▶ [SOURCE TEXT]:

Historic house in New York, United States

The Oliver Brewster House is a Gothic Revival home located on Willow Avenue in Cornwall, New York, United States, right across from Willow Avenue Elementary School. It was originally built as a farmhouse in the mid-19th century. Later, as Cornwall became a popular summer resort for visitors from New York City, it was expanded and renovated for use as a boardinghouse as well.

==Property==

The house sits on a four-acre "flag lot", with trees and shrubs, so called for its deeper setback from neighboring houses on the street and narrower access between them. There are seven buildings and structures on the property, six of which are considered contributing resources to the National Register listing.

The main building is two stories high, five bays wide and sided in narrow clapboard. It has two-one-story wings, three bays on the northwest and two on the southeast. The gable-fronted roof, pierced by a brick chimney on the northwest, has overhanging eaves with exposed rafters. A molded cornice also marks all the house's rooflines. The exposed basement is made of stone.

A flat-roofed raised wooden porch with bracketed cornice supported by elaborate lattice-style columns runs the length of the first story on the front (southwest) facade, across the main block and both wings. A similar porch on the northeast (rear) has been enclosed with glass.

The centrally located main entrance is a paneled wood door in a recessed entryway with a wooden surround and sidelights. It leads into a main hallway with large flanking rooms and many original furnishings. These include the flooring, ceiling molding, marble fireplaces and mantels, pocket doors between the parlors and the original staircase with newel post and balustrade.

Southeast of the house is the first of the contributing properties: a bracketed, hip-roofed wellhouse. Behind it is a two-story carriage barn with gabled roof and board-and-batten siding. There is also a small gable-roofed privy behind it.

▶ [LIST OF TASKS]:
1 – Transcribe word for word the portion of the passage on the Oliver Brewster House that opens with the words "The main building" and closes with "made of stone.".
2 – According to the passage on the Oliver Brewster House, how many buildings and structures stand on the property?
3 – Supply the next part of the passage on the Oliver Brewster House, continuing from its final sentence.

(Extracted records)
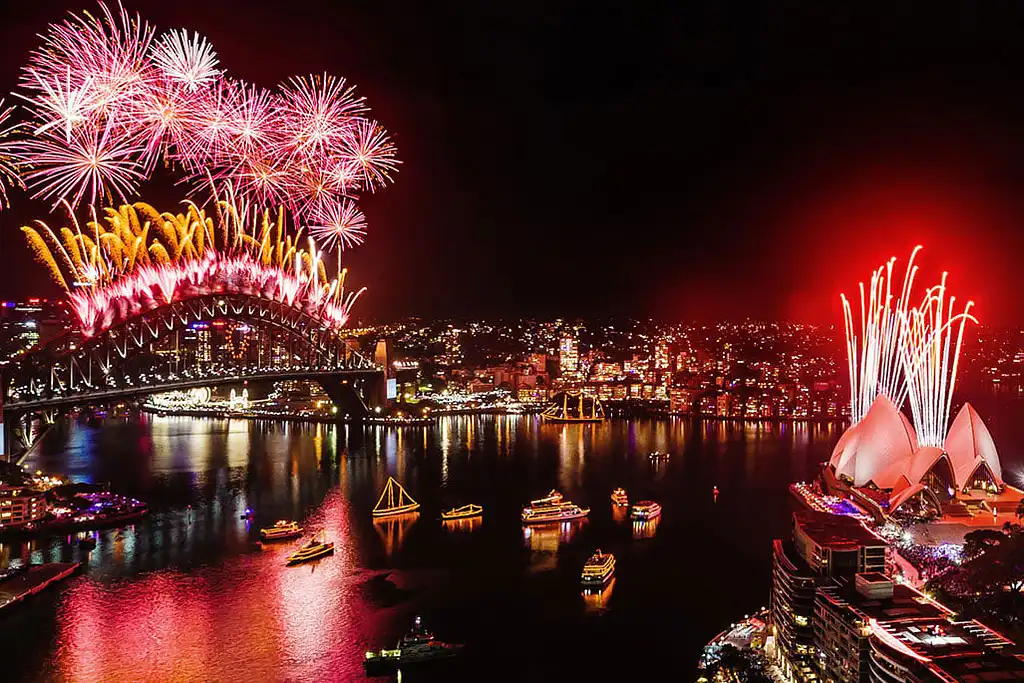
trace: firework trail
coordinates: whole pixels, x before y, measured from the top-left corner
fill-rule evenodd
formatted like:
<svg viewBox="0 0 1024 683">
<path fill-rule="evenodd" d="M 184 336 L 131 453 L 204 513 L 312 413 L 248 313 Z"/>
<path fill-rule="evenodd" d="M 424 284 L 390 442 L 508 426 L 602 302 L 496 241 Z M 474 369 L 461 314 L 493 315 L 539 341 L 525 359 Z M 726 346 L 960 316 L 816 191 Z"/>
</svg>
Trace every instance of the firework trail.
<svg viewBox="0 0 1024 683">
<path fill-rule="evenodd" d="M 17 131 L 17 126 L 7 125 L 13 111 L 13 106 L 4 109 L 3 100 L 0 99 L 0 209 L 7 206 L 7 187 L 22 185 L 17 156 L 14 154 L 15 143 L 10 138 Z"/>
<path fill-rule="evenodd" d="M 913 426 L 921 445 L 943 447 L 952 409 L 956 370 L 973 301 L 954 313 L 956 297 L 946 296 L 946 275 L 918 308 L 901 311 L 905 343 L 900 358 L 906 377 Z M 953 343 L 955 337 L 955 344 Z"/>
<path fill-rule="evenodd" d="M 851 424 L 860 422 L 879 394 L 888 396 L 897 409 L 906 400 L 909 388 L 903 373 L 901 352 L 908 334 L 904 319 L 910 308 L 910 295 L 918 273 L 913 260 L 920 250 L 919 245 L 910 253 L 899 298 L 893 291 L 896 257 L 871 274 L 866 292 L 864 284 L 860 283 L 859 335 L 850 301 L 846 295 L 840 295 L 850 373 Z"/>
<path fill-rule="evenodd" d="M 222 292 L 275 301 L 341 328 L 362 290 L 345 290 L 345 271 L 329 278 L 312 239 L 275 213 L 230 200 L 215 215 L 191 202 L 182 213 L 136 203 L 95 211 L 85 226 L 71 205 L 69 225 L 36 221 L 22 230 L 37 260 L 68 291 L 82 332 L 173 301 Z M 303 244 L 303 242 L 305 244 Z"/>
<path fill-rule="evenodd" d="M 120 5 L 51 25 L 19 88 L 29 135 L 6 152 L 8 172 L 31 167 L 32 196 L 53 207 L 127 201 L 163 160 L 194 193 L 284 205 L 350 247 L 366 234 L 350 203 L 400 163 L 344 79 L 292 78 L 276 92 L 234 81 L 202 36 L 158 37 Z"/>
</svg>

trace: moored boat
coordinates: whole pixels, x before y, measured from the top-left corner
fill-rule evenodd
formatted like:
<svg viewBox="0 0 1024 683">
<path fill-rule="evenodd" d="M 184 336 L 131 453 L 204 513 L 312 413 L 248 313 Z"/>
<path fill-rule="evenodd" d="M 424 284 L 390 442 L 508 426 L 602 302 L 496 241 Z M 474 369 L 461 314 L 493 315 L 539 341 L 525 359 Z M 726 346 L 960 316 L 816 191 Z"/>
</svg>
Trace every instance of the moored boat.
<svg viewBox="0 0 1024 683">
<path fill-rule="evenodd" d="M 580 519 L 590 514 L 590 508 L 583 508 L 562 499 L 562 495 L 552 489 L 546 497 L 530 501 L 522 509 L 523 524 L 545 524 L 550 522 Z"/>
<path fill-rule="evenodd" d="M 630 517 L 632 519 L 653 519 L 654 517 L 660 516 L 662 506 L 654 501 L 640 501 L 634 504 L 633 509 L 630 510 Z"/>
<path fill-rule="evenodd" d="M 630 504 L 630 499 L 626 495 L 625 488 L 616 488 L 611 492 L 611 502 L 615 505 L 627 506 Z"/>
<path fill-rule="evenodd" d="M 479 517 L 483 514 L 483 506 L 476 505 L 475 503 L 470 503 L 469 505 L 463 505 L 459 508 L 452 508 L 451 510 L 444 510 L 441 512 L 441 519 L 469 519 L 470 517 Z"/>
<path fill-rule="evenodd" d="M 263 541 L 284 541 L 302 536 L 302 527 L 298 522 L 288 519 L 280 519 L 269 528 L 261 528 L 259 538 Z"/>
<path fill-rule="evenodd" d="M 309 560 L 314 560 L 318 557 L 333 554 L 334 544 L 326 543 L 324 541 L 319 541 L 318 539 L 318 536 L 314 536 L 310 539 L 309 543 L 289 555 L 287 563 L 290 565 L 301 564 L 302 562 L 308 562 Z"/>
<path fill-rule="evenodd" d="M 584 586 L 603 586 L 615 573 L 615 556 L 598 550 L 583 565 L 580 577 Z"/>
<path fill-rule="evenodd" d="M 445 643 L 423 627 L 417 616 L 413 628 L 401 637 L 394 649 L 367 652 L 362 667 L 370 676 L 393 673 L 399 667 L 412 667 L 438 659 L 449 659 L 459 654 L 462 645 Z"/>
<path fill-rule="evenodd" d="M 374 506 L 374 517 L 388 517 L 390 515 L 401 515 L 413 510 L 418 510 L 420 504 L 413 500 L 401 484 L 395 481 L 394 477 L 388 477 L 381 497 L 377 499 Z"/>
</svg>

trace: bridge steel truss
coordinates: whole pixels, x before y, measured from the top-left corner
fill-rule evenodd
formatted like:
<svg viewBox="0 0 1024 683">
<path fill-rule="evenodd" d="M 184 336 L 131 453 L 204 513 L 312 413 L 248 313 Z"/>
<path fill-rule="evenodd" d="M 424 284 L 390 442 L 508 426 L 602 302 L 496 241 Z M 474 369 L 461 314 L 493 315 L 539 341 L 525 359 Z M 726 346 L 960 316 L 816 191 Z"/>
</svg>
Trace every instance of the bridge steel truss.
<svg viewBox="0 0 1024 683">
<path fill-rule="evenodd" d="M 258 368 L 238 368 L 229 374 L 203 376 L 186 372 L 182 376 L 152 380 L 133 376 L 131 360 L 150 351 L 154 342 L 194 323 L 215 318 L 258 322 L 284 332 L 292 342 L 289 367 L 281 369 L 263 364 Z M 294 306 L 257 296 L 214 294 L 174 301 L 123 321 L 85 339 L 81 345 L 76 345 L 72 336 L 65 336 L 29 353 L 4 378 L 3 409 L 15 414 L 43 415 L 43 411 L 90 401 L 245 379 L 383 377 L 383 369 L 352 350 L 341 332 Z M 298 360 L 294 358 L 295 345 Z"/>
</svg>

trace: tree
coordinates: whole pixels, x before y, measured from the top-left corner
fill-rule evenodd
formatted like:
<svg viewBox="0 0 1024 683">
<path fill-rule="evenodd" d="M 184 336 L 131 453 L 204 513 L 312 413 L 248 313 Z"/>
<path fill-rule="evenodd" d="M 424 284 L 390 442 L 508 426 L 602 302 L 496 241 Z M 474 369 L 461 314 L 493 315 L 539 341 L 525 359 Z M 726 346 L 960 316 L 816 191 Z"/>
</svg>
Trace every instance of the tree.
<svg viewBox="0 0 1024 683">
<path fill-rule="evenodd" d="M 1007 535 L 991 528 L 980 528 L 964 537 L 964 558 L 973 560 L 1007 540 Z"/>
</svg>

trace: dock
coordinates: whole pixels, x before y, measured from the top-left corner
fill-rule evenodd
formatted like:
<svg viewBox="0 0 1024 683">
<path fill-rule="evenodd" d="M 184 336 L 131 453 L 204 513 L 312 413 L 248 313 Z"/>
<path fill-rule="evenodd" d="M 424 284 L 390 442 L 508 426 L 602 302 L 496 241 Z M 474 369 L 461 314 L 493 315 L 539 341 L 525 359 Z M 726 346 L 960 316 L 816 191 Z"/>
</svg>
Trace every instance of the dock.
<svg viewBox="0 0 1024 683">
<path fill-rule="evenodd" d="M 10 607 L 30 595 L 39 593 L 50 584 L 72 577 L 81 566 L 81 562 L 33 564 L 25 571 L 18 571 L 12 577 L 0 580 L 0 609 Z"/>
</svg>

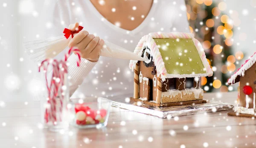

▶ [RESPONSES BY TASK]:
1 –
The main building is two stories high, five bays wide and sided in narrow clapboard. It has two-one-story wings, three bays on the northwest and two on the southeast. The gable-fronted roof, pierced by a brick chimney on the northwest, has overhanging eaves with exposed rafters. A molded cornice also marks all the house's rooflines. The exposed basement is made of stone.

2 – Seven.

3 –
The main barn has a jerkin roof on the end gable. Three of its four bays have had modern garage doors installed; the other one has a wooden paneled double door with loft door above. A nearby shed is vertically sided with a gable roof. The property also has a modern frame garage, its only noncontributing resource.

==History==

Brewster built the house, then the main block and southeast wing, around 1850 on property owned at the time by the De Crissey family, which he had recently married into. He and his wife began growing fruit, primarily strawberries, raspberries and other small berries on the farm. They were the first in the Hudson Valley to cultivate the Niagara grape.

Not long afterwards, the summer boarding industry began to become a major part of Cornwall's economy. Like other local farmers, such as Wilford Wood and Samuel Brooks, he expanded his home to take in summer boarders. Around 1860 he added the northwest wing for this purpose.

It has remained a private house ever since.

It has survived mostly intact from that era, unlike most other converted farmhouses in the area. Several farm-related outbuildings on the property are also intact. It was added to the National Register of Historic Places on March 8, 1996.